ENTRIES SHOWN Block Start
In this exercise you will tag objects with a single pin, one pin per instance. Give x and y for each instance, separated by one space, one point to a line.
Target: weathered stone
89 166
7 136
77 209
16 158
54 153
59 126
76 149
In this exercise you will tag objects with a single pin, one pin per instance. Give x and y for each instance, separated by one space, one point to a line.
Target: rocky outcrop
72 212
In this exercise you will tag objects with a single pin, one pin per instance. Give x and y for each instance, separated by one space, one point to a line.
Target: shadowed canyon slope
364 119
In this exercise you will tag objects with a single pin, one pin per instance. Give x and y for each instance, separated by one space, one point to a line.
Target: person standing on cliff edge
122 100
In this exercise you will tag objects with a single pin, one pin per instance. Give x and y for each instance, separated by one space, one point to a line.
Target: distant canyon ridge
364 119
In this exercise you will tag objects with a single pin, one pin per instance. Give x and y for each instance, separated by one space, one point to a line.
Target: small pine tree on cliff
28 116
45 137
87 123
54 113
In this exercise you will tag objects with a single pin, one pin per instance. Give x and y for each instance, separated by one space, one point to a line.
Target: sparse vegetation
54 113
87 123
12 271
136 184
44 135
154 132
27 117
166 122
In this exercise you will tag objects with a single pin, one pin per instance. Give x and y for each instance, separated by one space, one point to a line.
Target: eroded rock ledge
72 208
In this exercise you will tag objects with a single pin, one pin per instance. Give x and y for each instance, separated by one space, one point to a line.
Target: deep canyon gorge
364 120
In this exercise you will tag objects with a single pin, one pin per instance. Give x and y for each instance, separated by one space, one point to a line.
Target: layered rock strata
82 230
ENTRIES SHOWN Block End
WHAT IS BEING ASKED =
Type out all of the records again, exactly.

OUTPUT FOR THIS EXERCISE =
In this exercise you will tag objects with a single pin, one pin per instance. Give x and y for each instance, separated by one space, one point to a line.
Target: weathered stone
89 166
7 136
77 209
16 158
54 153
59 126
76 149
In this exercise you will tag objects with a single pin, one pin per instance. Give x and y for each instance, separated by one space, one point to a line.
Target: rocky outcrop
72 212
In this exercise you will tag objects with a single pin, one pin per instance. Give x and y for each instance, separated by one space, one point to a line.
Target: shadowed canyon slope
364 119
In this exercise you will tag objects with a single pin, one pin per instance. Give x and y for each instance, separated by one space, one point to a line.
Target: person standing on cliff edge
122 100
In this exercise you will tag objects with a single pin, one pin per instance. Give x and y for each instance, separated by one space, one point to a line.
Target: distant canyon ridge
364 119
In this exercise you will tag objects with a single pin, one pin per instance. Give x and y for each instance, separated by one space, one point to a line.
Target: small pine tree on cliff
28 116
45 137
87 123
54 113
In this exercise you will tag objects with a single pin, one pin per instance. Give x and y for each instance, separated by one space, one point to a line.
Target: sparse vegetation
54 113
87 123
12 271
136 184
44 135
154 132
27 117
166 122
In this exercise you will tag objects with a single pin, one pin per instance. Give x and y for each instance, separated by one space, one point to a line.
Target: eroded rock ledge
72 208
In this exercise you will tag objects with a single pin, one pin per instance. Give x and y for each instance, separated by one space, one point to a line.
Target: deep canyon gorge
364 120
In this exercise you will tag objects with a single pin, one pin per instance. Give x and y for each instance, separated by one space, one point to a line.
Target: layered rock strata
82 230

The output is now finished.